Supplied records:

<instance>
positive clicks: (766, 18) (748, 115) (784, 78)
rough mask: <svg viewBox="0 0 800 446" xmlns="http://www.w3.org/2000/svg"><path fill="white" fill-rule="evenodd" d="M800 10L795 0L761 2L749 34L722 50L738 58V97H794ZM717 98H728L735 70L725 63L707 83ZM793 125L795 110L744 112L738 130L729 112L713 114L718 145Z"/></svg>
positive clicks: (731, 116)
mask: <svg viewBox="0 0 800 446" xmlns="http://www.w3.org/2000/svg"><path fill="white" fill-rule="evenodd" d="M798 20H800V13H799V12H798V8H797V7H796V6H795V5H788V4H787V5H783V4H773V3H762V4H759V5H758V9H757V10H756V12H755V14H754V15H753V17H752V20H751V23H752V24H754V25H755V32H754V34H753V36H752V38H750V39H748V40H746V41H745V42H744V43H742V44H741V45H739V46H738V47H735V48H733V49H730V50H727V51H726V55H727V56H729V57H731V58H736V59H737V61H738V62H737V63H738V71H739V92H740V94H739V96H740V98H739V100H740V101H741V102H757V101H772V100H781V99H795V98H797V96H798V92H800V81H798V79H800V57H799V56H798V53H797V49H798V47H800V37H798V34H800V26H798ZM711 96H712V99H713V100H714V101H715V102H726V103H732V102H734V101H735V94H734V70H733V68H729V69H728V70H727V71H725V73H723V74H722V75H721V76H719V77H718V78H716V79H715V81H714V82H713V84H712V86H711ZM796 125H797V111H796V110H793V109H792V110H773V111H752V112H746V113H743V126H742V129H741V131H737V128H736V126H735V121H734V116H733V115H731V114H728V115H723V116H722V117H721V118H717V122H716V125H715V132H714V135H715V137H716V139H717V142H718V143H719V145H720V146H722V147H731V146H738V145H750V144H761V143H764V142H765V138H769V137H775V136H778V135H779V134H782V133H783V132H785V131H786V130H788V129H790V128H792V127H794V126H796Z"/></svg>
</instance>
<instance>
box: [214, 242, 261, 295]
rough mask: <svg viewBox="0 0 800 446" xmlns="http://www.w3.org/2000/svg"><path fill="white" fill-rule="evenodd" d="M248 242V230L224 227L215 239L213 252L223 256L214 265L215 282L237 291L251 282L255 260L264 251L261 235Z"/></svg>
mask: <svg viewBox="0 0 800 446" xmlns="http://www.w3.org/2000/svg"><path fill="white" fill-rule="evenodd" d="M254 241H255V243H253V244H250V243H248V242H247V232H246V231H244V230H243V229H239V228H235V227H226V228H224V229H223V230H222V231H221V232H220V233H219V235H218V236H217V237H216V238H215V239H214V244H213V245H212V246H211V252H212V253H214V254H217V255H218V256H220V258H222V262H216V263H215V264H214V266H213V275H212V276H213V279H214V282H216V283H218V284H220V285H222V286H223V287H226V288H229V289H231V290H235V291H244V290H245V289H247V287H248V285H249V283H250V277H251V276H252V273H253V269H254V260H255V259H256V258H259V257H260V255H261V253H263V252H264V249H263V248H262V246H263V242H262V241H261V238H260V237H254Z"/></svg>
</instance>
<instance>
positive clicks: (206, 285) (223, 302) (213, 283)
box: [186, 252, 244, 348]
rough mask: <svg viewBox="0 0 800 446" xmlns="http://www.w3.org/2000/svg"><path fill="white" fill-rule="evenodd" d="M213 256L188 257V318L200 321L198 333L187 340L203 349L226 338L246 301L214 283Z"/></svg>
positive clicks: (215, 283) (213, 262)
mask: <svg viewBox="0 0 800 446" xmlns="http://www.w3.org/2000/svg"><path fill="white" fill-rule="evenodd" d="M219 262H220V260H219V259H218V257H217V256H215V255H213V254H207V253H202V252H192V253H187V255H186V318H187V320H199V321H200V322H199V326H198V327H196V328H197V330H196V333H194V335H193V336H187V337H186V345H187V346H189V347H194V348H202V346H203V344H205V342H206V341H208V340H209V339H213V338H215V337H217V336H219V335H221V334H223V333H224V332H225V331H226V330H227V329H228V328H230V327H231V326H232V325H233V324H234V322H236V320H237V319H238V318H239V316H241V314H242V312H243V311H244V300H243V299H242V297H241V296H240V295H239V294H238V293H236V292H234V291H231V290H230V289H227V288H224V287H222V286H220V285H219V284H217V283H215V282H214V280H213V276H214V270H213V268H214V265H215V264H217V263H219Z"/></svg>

Instructions for the task: Please write out all of the material above again, swapping every "rough mask" for "coarse mask" and leaving everything else unchanged.

Result for this exercise:
<instance>
positive clicks: (766, 18) (748, 115) (784, 78)
coarse mask: <svg viewBox="0 0 800 446" xmlns="http://www.w3.org/2000/svg"><path fill="white" fill-rule="evenodd" d="M800 10L795 0L761 2L749 34L722 50L738 58V97H794ZM717 98H728L735 70L725 63L707 83ZM793 125L795 110L744 112L738 130L729 112L713 114L718 145Z"/></svg>
positive clicks: (731, 116)
mask: <svg viewBox="0 0 800 446" xmlns="http://www.w3.org/2000/svg"><path fill="white" fill-rule="evenodd" d="M798 20H800V13H799V12H798V8H797V7H796V6H795V5H788V4H787V5H783V4H773V3H762V4H759V5H758V9H757V10H756V12H755V14H754V15H753V17H752V20H751V23H752V24H754V25H755V32H754V34H753V36H752V38H750V39H748V40H746V41H745V42H744V43H742V44H741V45H739V46H738V47H735V48H733V49H730V50H727V51H726V55H727V56H729V57H731V58H736V59H737V61H738V62H737V63H738V71H739V92H740V94H739V96H740V98H739V100H740V101H741V102H757V101H772V100H781V99H795V98H797V96H798V92H800V81H798V79H800V57H799V56H798V53H797V49H798V47H800V37H798V34H800V26H798ZM711 96H712V99H713V100H714V101H715V102H726V103H732V102H734V101H735V94H734V70H733V68H729V69H728V70H727V71H725V73H723V74H722V75H721V76H719V77H718V78H716V79H715V81H714V82H713V84H712V86H711ZM796 125H797V111H796V110H793V109H792V110H773V111H752V112H746V113H743V126H742V129H741V131H737V128H736V126H735V121H734V116H733V115H731V114H728V115H723V116H722V117H721V118H717V122H716V125H715V132H714V135H715V137H716V139H717V142H718V143H719V145H720V146H722V147H731V146H738V145H750V144H761V143H764V142H765V138H769V137H775V136H778V135H779V134H782V133H783V132H785V131H786V130H788V129H790V128H792V127H794V126H796Z"/></svg>
</instance>
<instance>
box: [214, 242, 261, 295]
coarse mask: <svg viewBox="0 0 800 446" xmlns="http://www.w3.org/2000/svg"><path fill="white" fill-rule="evenodd" d="M248 242V230L224 227L215 239L213 252L223 256L214 265L215 282L237 291L251 282L255 260L264 251L261 235Z"/></svg>
mask: <svg viewBox="0 0 800 446" xmlns="http://www.w3.org/2000/svg"><path fill="white" fill-rule="evenodd" d="M254 241H255V243H253V244H250V243H248V242H247V232H246V231H244V230H243V229H239V228H235V227H226V228H224V229H223V230H222V231H221V232H220V233H219V235H218V236H217V237H216V238H215V239H214V244H213V245H212V246H211V252H212V253H214V254H217V255H218V256H220V258H222V262H216V263H215V264H214V266H213V275H212V276H213V279H214V282H216V283H218V284H220V285H222V286H223V287H226V288H229V289H231V290H235V291H244V290H245V289H247V287H248V285H249V283H250V277H251V276H252V273H253V269H254V260H255V259H256V258H259V257H260V255H261V253H263V252H264V249H263V248H262V246H263V242H262V241H261V238H260V237H254Z"/></svg>
</instance>
<instance>
positive clicks: (206, 285) (223, 302) (213, 283)
box: [186, 252, 244, 348]
coarse mask: <svg viewBox="0 0 800 446" xmlns="http://www.w3.org/2000/svg"><path fill="white" fill-rule="evenodd" d="M213 256L188 257V318L200 321L198 333L187 340L203 349L226 338L246 301L214 283Z"/></svg>
positive clicks: (215, 283) (213, 262)
mask: <svg viewBox="0 0 800 446" xmlns="http://www.w3.org/2000/svg"><path fill="white" fill-rule="evenodd" d="M219 262H220V260H219V259H218V257H217V256H215V255H213V254H207V253H202V252H192V253H187V255H186V318H187V320H199V321H200V322H199V326H198V327H196V328H197V330H196V333H194V335H193V336H187V337H186V345H187V346H189V347H194V348H202V346H203V344H205V342H206V341H208V340H209V339H213V338H215V337H217V336H219V335H221V334H223V333H224V332H225V331H226V330H227V329H228V328H230V327H231V326H232V325H233V324H234V322H236V320H237V319H238V318H239V316H241V314H242V312H243V311H244V300H243V299H242V297H241V296H240V295H239V294H238V293H236V292H234V291H231V290H230V289H227V288H224V287H222V286H220V285H219V284H217V283H215V282H214V280H213V276H214V270H213V268H214V265H215V264H217V263H219Z"/></svg>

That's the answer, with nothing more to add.